EXCERTO APRESENTADO:
__________

A LÍNGUA PORTUGUESA NO MUNDO
LIII - NÃO AO COMPLEXO DE INFERIORIDADE LINGUÍSTICO (VI)
Nem é verdade que haja um número pouco representativo de turistas falantes de português (além dos emigrantes lusófonos), sendo significativo o número de portugueses e brasileiros com que me cruzo por lugares e países que conheço, omissão que não se justifica, por maioria de razão, em relação a outros idiomas, que apesar de menos falados e com menos turistas são, por comparação, mais divulgados e oficializados.
Esta indiferença de afirmação e de laxismo no reconhecimento da nossa identidade via língua inferioriza-nos, originando que nos associem como indígenas de uma língua menor ou de um dialeto castelhano, sendo nós tantas vezes os causadores dessa subsídio-dependência, por acrítica passividade, seguidismo acrítico, ao querermos demonstrar que somos fixes e hospitaleiramente poliglotas, absorvendo e aceitando tudo, tipo permissividade eufórica ou resignação apática.
Se é verdade que não é por esta ou aquela omissão que a língua de Camões não sobrevive, não é menos verdade que tais omissões contribuem para a sua menor visibilidade, de Portugal e demais povos lusófonos, não a dignificando como merece.
De que nos vale o conhecimento e reconhecimento do alheio, se o não houver de nós próprios? Porquê tanta resignação perante o mote de “o que é estrangeiro é que é bom” (embora, na realidade, só seja “bom”, se de um país com um nível de vida superior ao nosso)?
Em certas situações uma desproporcionada permissividade pode representar um perigo, não remediado pela simpatia ou por não querermos parecer patrioticamente vaidosos, negando valor ao que é nosso e por direito próprio se impõe.

__________

TRABALHO PEDIDO: Prossiga o artigo sobre o complexo de inferioridade linguístico a partir da última frase do excerto apresentado.

DADOS:
__________

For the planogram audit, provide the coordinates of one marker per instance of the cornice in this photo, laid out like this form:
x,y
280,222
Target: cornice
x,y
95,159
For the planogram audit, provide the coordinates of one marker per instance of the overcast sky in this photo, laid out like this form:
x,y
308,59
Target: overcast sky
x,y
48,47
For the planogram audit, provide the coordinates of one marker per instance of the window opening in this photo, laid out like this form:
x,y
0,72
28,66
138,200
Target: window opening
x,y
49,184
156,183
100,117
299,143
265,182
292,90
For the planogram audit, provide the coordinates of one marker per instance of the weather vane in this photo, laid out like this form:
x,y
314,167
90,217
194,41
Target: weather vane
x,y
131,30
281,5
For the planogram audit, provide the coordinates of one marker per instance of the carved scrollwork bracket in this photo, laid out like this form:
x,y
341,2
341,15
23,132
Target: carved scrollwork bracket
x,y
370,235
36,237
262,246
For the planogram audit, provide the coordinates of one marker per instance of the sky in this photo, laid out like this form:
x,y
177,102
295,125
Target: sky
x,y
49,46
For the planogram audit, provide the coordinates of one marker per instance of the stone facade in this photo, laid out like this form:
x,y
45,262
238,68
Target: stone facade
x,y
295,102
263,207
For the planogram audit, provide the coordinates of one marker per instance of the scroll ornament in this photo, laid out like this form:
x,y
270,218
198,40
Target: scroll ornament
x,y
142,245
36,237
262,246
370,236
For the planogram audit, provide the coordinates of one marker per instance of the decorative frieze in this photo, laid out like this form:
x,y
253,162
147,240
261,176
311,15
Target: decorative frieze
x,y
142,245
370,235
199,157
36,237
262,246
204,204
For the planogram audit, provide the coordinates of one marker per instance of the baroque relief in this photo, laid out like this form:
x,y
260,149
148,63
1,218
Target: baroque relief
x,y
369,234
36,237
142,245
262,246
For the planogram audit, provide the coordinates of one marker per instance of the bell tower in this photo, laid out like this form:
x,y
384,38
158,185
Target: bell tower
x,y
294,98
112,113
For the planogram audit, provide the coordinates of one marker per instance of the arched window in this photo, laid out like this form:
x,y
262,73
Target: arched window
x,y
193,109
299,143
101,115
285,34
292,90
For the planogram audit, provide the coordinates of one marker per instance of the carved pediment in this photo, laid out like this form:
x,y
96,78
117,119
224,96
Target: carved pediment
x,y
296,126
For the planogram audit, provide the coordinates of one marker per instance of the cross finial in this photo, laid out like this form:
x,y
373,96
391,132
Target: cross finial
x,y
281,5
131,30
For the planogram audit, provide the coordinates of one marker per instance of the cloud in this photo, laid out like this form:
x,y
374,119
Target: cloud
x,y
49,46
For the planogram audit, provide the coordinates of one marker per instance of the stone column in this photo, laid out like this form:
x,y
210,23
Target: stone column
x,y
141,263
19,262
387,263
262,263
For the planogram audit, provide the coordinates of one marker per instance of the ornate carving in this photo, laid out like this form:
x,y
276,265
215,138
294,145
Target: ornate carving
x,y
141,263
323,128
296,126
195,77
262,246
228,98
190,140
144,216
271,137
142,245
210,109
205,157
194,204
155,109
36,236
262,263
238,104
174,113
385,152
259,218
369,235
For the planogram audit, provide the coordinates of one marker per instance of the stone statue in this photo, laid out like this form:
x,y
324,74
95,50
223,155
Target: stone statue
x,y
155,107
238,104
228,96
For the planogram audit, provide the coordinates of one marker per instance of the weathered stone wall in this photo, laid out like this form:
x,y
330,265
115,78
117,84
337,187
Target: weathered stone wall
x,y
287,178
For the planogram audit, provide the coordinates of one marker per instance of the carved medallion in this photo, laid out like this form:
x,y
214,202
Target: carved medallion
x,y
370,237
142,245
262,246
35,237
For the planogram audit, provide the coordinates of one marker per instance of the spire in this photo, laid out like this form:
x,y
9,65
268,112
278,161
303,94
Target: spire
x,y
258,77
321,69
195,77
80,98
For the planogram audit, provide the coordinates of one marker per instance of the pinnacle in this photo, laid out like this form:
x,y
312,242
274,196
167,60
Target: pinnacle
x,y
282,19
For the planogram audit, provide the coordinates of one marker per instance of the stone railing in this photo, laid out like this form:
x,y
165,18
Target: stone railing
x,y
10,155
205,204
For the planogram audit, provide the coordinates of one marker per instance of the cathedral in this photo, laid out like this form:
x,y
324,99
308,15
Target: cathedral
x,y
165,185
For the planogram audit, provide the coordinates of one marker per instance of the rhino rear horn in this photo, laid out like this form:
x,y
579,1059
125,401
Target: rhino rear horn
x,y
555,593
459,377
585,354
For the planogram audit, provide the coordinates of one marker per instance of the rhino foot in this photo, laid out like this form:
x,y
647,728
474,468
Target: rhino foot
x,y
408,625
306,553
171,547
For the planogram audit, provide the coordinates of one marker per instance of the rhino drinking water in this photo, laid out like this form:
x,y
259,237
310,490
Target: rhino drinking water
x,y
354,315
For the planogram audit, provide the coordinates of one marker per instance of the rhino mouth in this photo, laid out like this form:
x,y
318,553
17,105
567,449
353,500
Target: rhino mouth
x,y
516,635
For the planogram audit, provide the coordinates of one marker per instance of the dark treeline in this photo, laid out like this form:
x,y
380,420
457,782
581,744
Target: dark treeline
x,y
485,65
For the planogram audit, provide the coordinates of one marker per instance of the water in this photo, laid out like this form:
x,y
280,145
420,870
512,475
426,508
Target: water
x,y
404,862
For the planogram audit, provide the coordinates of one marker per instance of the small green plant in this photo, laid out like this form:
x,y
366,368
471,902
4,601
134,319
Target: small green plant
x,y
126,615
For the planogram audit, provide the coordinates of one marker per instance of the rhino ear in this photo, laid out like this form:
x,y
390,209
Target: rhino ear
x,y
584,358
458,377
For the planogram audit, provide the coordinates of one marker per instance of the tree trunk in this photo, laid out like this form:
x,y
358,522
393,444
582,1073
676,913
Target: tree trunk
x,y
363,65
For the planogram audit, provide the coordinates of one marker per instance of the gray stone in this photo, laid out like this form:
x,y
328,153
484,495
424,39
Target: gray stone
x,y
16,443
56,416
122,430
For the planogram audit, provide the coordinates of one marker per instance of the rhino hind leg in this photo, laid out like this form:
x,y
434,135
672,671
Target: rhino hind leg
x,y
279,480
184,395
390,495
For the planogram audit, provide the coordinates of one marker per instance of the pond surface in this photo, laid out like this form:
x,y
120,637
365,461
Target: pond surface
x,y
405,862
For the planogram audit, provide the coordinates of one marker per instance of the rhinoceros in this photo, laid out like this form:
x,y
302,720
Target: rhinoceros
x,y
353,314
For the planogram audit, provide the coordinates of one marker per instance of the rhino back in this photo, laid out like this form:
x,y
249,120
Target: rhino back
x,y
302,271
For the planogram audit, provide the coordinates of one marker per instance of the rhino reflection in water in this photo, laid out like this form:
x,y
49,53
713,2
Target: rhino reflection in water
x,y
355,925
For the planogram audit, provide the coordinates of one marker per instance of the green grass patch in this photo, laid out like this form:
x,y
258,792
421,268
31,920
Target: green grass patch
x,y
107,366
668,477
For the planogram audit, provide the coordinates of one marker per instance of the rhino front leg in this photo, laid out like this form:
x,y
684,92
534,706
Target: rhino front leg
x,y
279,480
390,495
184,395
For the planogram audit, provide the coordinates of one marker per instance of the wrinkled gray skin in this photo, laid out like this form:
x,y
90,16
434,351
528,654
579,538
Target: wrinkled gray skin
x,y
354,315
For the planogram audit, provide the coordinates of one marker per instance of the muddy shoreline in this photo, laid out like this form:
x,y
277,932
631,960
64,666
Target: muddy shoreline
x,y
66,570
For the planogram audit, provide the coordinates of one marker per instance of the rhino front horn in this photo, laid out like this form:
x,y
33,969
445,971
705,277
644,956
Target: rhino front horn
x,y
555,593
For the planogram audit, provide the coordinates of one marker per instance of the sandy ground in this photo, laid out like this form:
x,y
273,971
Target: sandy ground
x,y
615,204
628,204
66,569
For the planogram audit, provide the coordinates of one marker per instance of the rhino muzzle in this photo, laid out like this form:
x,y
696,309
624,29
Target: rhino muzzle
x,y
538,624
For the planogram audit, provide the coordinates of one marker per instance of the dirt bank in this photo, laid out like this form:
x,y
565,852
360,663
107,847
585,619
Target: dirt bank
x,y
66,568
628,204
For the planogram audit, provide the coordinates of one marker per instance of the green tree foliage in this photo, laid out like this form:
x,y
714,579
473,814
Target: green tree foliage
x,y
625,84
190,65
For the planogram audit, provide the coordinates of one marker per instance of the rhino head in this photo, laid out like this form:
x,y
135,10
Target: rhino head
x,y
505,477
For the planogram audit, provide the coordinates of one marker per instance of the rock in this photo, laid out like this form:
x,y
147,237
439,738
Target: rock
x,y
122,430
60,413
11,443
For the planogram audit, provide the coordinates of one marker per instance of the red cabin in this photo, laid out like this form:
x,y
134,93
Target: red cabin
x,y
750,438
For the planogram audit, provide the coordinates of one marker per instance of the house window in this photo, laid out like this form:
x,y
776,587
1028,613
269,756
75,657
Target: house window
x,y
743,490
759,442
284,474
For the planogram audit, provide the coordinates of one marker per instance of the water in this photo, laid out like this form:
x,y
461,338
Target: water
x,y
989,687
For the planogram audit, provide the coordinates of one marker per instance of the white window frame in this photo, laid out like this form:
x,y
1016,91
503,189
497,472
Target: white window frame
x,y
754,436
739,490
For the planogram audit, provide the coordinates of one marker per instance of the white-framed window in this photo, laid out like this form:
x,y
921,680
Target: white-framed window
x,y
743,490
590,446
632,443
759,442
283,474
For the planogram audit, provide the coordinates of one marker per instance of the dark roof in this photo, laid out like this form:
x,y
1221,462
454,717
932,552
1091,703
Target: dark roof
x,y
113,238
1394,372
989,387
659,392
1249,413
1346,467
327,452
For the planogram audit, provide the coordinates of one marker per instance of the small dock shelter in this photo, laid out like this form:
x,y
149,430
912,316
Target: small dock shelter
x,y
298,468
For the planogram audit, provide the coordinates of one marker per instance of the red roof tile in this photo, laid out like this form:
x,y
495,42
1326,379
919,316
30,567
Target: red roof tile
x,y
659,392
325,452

__________

RESULTADO DA TAREFA:
Por maioria de razão quando regularmente e em igualdade de circunstâncias não funciona a reciprocidade, mesmo de idiomas menos falados que o nosso.
Conclui-se que muitas vezes inferiorizamos um dos elos e dos símbolos maiores da nossa identidade e dignidade, senão o maior, sendo sabido que um povo que não tem identidade não tem dignidade. Deixemo-nos de complexos de inferiorização e defendamos sempre o que temos de mais profícuo em termos de identidade, sem nacionalismos doentios e recordemos, sem propósitos chauvinistas, que não foi a nossa pequenez territorial que nos impediu de disseminar pelo mundo a língua que falamos, que não é apenas nossa, partilhando-a com outros, que a enriquecem.
Num mundo global as políticas nacionais centram-se, cada vez mais, na esfera cultural, incluindo a língua e o património em geral, sendo Portugal, em restritos termos económicos cada vez menos um país, à semelhança de outros, mas é-o cada vez mais como realidade cultural, a começar pela língua, sendo esta um dos vetores que nos diferencia, com grandes potencialidades lusófonas e lusófilas para, futuramente, nos diferenciar ainda mais.
Se a admiração bacoca, gratuita e papalva pelo que não é nosso, e o fazer-se gala de não se ter qualquer preferência nacional são manifestações provincianas, por primazia de razão no que toca a um complexo de inferioridade linguístico amputador duma alegria e mais-valia de que, num sentido saudável, nos devemos orgulhar. Ao vivermos tão obcecados com o que nos falta, somos incapazes de beneficiar do que temos de bom e de melhor.
Indicia-se sofrermos de um complexo de inferioridade em relação ao estrangeiro mais forte ou de um nível de vida superior, com algumas elites azedas e totalmente estrangeiradas que gostariam de ter nascido noutro país, inferiorizando o seu, sempre que podem, com reflexos no complexo de inferioridade linguístico, tendencialmente imitado pelo cidadão comum, dada a ausência duma liderança estratégica e responsável e duma não consciencialização dos direitos e deveres de cidadania.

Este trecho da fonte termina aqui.